START SOURCE PASSAGE

My grandparents on my father's side stayed together from I guess early 20's till they died. My grandfather was an alcoholic, according to my father, my grandmother took pills (I assume to overcome the reality that was her life and husband). My grandfather would go on bingers for weeks on end and stop for a few days and go back to the bottle. This went on for at least 30 years. Then all the sudden he stopped drinking for close to 20 years.

Well sometime after they moved from PA to FL, he started back on his binges. But at this point they lived extremely far away from the rest of the family and no one was able to regularly check up/in with them. One day when he was up to his usual behavior, the story goes, my grandmother at age 72 tried to take her own life. She went and laid down in the bathtub. She brought my grandfather's gun in with her, pointed it at her stomach and took the shot.

Since she's never been one to stand up to her husband, there is no telling if this is what actually happened or not. It's the story she stuck to with the police and at the hospital. The hospital didn't seem to believe the story, and made sure to tell the kids (my dad and siblings) what they seen. Upon examination, she had two bullet holes through her stomach. The Dr explained two shots is uncommon from people looking to commit suicide, instead it was more consistent with someone else taking the shot on her (Ie my grandfather).

A year or two after this, they moved to CT to be closer the the family where my grandmother suffered dementia and remained in a home until the last day of her life while my grandfather stayed in a nice senior community condos and drank the rest of his life away.

So, my take on your post is this, get out while you can. Don't allow someone else to control your life. My grandmother lived her entire life under severe duress due to the problems her husband imposed upon her for 55+ years. Even if it was a suicide attempt and not foul play via my grandfather, her life was that terrible for that long that suicide seemed like her only way out. Instead she wasn't so lucky, as she survived the ordeal and endured more years of punishment before loosing her mind and grasp on reality.

END SOURCE PASSAGE
START GIVEN RECORDS

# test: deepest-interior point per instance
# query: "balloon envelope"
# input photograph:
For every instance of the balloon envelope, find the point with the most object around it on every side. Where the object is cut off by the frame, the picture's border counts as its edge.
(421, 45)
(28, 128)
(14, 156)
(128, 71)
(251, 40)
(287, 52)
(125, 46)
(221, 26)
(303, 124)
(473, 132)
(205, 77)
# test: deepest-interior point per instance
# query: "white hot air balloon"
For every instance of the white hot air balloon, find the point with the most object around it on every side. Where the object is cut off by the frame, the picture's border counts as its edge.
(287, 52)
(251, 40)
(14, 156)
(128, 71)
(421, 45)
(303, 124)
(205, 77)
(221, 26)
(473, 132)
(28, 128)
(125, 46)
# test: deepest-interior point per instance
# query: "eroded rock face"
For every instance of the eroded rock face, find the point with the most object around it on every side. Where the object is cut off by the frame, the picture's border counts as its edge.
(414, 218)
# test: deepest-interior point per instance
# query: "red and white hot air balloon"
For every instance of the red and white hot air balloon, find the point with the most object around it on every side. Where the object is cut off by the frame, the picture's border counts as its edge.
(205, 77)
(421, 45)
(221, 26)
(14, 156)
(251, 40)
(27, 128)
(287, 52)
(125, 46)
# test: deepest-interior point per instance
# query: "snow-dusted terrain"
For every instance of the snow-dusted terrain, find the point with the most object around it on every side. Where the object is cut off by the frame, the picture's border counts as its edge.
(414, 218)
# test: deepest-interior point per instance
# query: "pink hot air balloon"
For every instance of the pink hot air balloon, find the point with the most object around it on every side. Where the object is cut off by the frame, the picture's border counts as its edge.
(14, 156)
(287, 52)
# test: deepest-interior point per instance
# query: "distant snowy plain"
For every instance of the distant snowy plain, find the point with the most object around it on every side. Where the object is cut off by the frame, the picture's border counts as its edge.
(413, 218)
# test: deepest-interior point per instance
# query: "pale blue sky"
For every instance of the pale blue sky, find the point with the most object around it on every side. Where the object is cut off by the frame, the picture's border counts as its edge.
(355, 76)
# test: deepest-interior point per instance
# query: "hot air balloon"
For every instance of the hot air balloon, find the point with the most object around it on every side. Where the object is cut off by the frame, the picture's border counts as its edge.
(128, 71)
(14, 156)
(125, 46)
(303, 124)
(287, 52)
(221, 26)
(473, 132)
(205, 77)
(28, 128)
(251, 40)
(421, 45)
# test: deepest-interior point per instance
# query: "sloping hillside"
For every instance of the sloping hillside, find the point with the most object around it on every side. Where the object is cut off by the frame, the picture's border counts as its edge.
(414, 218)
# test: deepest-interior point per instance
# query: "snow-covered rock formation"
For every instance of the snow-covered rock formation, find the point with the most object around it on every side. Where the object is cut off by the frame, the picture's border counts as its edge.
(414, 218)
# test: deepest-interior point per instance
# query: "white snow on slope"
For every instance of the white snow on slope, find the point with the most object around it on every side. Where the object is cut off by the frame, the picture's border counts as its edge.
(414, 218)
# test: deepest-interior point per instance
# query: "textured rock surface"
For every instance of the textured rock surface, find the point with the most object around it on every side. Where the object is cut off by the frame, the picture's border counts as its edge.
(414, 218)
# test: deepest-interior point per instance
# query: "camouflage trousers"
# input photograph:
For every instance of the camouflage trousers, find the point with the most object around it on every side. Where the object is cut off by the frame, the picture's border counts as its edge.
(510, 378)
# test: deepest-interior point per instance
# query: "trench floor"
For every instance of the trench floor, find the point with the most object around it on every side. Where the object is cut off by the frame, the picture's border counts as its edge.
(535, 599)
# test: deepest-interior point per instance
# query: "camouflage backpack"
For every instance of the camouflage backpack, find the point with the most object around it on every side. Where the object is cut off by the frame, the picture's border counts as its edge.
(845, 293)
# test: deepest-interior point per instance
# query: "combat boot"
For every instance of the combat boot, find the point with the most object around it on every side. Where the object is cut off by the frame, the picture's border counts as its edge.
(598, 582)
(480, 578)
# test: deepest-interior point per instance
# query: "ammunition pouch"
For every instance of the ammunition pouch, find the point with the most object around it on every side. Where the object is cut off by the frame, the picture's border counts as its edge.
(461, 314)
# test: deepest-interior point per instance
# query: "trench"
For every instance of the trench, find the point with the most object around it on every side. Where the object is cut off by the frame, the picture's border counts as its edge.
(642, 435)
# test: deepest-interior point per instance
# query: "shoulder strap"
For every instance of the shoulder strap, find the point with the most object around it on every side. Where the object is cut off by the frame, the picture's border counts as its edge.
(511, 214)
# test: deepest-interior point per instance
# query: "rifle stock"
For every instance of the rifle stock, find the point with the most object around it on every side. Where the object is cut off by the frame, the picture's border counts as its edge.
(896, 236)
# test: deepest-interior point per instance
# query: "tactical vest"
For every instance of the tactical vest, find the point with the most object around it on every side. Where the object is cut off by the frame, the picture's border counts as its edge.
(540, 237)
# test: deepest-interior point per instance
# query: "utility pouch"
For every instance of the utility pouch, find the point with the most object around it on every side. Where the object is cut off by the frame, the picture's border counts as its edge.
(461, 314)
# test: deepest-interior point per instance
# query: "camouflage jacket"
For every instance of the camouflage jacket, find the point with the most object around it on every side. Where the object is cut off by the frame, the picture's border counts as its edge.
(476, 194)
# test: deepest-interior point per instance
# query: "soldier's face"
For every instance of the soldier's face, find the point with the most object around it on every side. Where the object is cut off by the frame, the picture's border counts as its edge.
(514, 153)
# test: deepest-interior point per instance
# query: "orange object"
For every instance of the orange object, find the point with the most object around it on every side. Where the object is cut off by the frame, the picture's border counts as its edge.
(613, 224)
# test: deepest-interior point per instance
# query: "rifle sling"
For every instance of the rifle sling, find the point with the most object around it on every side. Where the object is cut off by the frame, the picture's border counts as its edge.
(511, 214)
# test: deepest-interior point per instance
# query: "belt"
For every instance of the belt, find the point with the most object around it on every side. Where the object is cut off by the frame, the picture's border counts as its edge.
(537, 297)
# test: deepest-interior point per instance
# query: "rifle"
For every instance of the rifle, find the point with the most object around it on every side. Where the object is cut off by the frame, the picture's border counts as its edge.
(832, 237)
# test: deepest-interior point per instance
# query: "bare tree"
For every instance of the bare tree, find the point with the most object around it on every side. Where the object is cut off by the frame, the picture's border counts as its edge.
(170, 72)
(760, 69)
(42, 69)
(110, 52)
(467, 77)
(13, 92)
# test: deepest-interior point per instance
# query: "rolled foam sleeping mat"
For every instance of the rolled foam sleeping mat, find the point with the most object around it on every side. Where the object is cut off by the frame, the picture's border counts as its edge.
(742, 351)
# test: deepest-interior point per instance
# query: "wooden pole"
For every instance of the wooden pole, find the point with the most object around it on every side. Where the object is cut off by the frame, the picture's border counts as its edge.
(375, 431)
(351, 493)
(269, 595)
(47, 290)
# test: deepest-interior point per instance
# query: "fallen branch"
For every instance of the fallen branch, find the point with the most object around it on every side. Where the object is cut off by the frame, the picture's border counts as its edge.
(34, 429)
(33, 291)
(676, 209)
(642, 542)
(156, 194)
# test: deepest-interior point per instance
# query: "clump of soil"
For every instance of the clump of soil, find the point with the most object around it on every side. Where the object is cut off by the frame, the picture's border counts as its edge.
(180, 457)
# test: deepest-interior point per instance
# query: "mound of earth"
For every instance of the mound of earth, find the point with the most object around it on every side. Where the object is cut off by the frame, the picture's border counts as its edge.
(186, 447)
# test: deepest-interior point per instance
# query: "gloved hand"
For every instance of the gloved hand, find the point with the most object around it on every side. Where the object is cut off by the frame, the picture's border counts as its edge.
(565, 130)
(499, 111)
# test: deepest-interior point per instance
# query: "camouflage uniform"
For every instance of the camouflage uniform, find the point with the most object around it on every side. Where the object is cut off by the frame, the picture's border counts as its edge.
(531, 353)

END GIVEN RECORDS

(APPLY WHAT YOU READ):
(1) Please return the text of the account about the grandparents between "My grandparents on" and "took the shot.", inclusive.
(2) In the account about the grandparents, to which state did the couple move to be closer to the family?

(WRITTEN ANSWERS):
(1)
My grandparents on my father's side stayed together from I guess early 20's till they died. My grandfather was an alcoholic, according to my father, my grandmother took pills (I assume to overcome the reality that was her life and husband). My grandfather would go on bingers for weeks on end and stop for a few days and go back to the bottle. This went on for at least 30 years. Then all the sudden he stopped drinking for close to 20 years.

Well sometime after they moved from PA to FL, he started back on his binges. But at this point they lived extremely far away from the rest of the family and no one was able to regularly check up/in with them. One day when he was up to his usual behavior, the story goes, my grandmother at age 72 tried to take her own life. She went and laid down in the bathtub. She brought my grandfather's gun in with her, pointed it at her stomach and took the shot.

(2) They moved to CT.